Oh, for the certainties of the Cold War

Europe has shirked its responsibilities and find itself powerless to intervene with overwhelming force when a bunch of wild jihadists – too wild even for Al Qaeda – set up a terrorist state in the most volatile region of the world, from which we gain most of our energy supplies.

Europe has shirked its responsibilities and find itself powerless to intervene with overwhelming force when a bunch of wild jihadists – too wild even for Al Qaeda – set up a terrorist state in the most volatile region of the world, from which we gain most of our energy supplies.

Today we long for the certainties of the Cold War, when the prospect of nuclear Armageddon kept us all in order and expulsions from embassies of so-called ‘trade envoys’ and exchanges of spies at Checkpoint Charlie was pretty much all there was to get excited about. The enemy lay over there, just behind the Iron Curtain and he wore a uniform.

He had got as much of the world as he could persuade to side with him and we did the same. Those who cried ‘a plague on both your houses’ liked to call themselves the non-aligned. Among our cheer leaders, we had some real bastards (outright tyrants like Saddam Hussein during the Iran/Iraq war) but – as one American famously said – they were, at least, our bastards.

In that halcyon, far-off time, an old man like me could pass through airport controls without being ritually humiliated and he had no fear of being blown out of the skies by a Ukrainian nutter or taken on a one way flight into the Shard. These, I am sure, are the thoughts of many people – and some of these same people will even think further back to a time when the whole world was kept in a form of order by the great European empires.

“What fool,” they are now asking themselves, “said at the collapse of Communism that it was the ‘end of history’”? But foolishness was not confined to him. The so called ‘Peace Dividend’ was lauded by almost all and caused developed nations around the world to think that they could safely slash their defence budgets. Now those same nations find themselves powerless to intervene with overwhelming force when a bunch of wild jihadists – too wild even for Al Qaeda – set up a terrorist state in the most volatile region of the world, from which we gain most of our energy supplies. They even taunt us with their social networking and media skills by flashing up images of their barbarities, virtually in real time.

## Task statement
Extract the passage of the Cold War opinion piece starting with "In that halcyon, far-off" and going on through "great European empires.". The items that come next play no part in this.

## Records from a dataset
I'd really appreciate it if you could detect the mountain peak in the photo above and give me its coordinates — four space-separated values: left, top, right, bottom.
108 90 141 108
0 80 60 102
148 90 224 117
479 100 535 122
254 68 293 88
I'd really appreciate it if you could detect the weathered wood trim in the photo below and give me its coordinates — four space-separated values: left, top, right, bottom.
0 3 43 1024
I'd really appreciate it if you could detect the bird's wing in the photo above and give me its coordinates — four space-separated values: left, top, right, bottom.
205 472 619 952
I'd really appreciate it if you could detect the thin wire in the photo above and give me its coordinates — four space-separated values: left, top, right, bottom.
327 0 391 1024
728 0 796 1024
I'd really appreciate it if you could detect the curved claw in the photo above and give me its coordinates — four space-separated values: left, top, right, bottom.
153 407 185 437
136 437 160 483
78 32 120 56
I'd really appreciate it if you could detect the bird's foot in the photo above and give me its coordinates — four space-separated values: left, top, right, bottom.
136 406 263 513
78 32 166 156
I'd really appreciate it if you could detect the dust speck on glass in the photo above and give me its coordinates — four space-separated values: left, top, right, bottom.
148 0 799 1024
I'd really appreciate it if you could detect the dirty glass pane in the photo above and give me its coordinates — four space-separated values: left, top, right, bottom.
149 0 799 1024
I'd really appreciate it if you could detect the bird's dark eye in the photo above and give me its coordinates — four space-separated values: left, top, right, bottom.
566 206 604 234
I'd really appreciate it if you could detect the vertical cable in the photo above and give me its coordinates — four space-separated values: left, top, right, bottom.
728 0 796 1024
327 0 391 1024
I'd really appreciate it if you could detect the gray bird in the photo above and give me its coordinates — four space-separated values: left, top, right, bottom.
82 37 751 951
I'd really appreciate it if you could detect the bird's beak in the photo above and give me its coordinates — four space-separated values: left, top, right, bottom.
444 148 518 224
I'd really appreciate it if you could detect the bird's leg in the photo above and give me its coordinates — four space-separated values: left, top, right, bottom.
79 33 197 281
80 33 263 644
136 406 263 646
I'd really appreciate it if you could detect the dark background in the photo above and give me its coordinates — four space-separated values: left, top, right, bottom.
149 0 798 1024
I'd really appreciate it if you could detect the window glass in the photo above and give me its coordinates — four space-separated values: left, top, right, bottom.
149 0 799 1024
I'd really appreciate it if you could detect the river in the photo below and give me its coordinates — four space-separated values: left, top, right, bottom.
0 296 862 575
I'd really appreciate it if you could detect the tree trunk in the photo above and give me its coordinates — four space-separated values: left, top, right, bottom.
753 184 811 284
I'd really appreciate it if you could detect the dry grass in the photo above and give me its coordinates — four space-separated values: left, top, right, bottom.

## Result of this exercise
In that halcyon, far-off time, an old man like me could pass through airport controls without being ritually humiliated and he had no fear of being blown out of the skies by a Ukrainian nutter or taken on a one way flight into the Shard. These, I am sure, are the thoughts of many people – and some of these same people will even think further back to a time when the whole world was kept in a form of order by the great European empires.